Edit the data from the line containing "Can you confirm whether any dark" through the end, changing "dark rock" to "gray boulder" and leaving everything else unchanged.

**Record extracts**
· · · · · · ·

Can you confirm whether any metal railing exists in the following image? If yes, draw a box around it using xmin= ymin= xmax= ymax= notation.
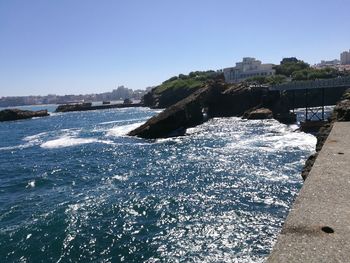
xmin=269 ymin=77 xmax=350 ymax=91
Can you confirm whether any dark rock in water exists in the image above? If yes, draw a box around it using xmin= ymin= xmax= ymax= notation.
xmin=129 ymin=80 xmax=290 ymax=139
xmin=0 ymin=109 xmax=49 ymax=121
xmin=56 ymin=103 xmax=144 ymax=112
xmin=123 ymin=98 xmax=132 ymax=104
xmin=129 ymin=88 xmax=209 ymax=139
xmin=334 ymin=99 xmax=350 ymax=121
xmin=243 ymin=108 xmax=273 ymax=120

· · · · · · ·

**Correct output**
Can you confirm whether any gray boulder in water exists in the image above? If yes, draw a box around it using xmin= ymin= xmax= ymax= notation.
xmin=129 ymin=80 xmax=290 ymax=139
xmin=0 ymin=109 xmax=49 ymax=121
xmin=56 ymin=103 xmax=144 ymax=112
xmin=123 ymin=98 xmax=132 ymax=104
xmin=129 ymin=88 xmax=209 ymax=139
xmin=334 ymin=99 xmax=350 ymax=121
xmin=243 ymin=108 xmax=273 ymax=120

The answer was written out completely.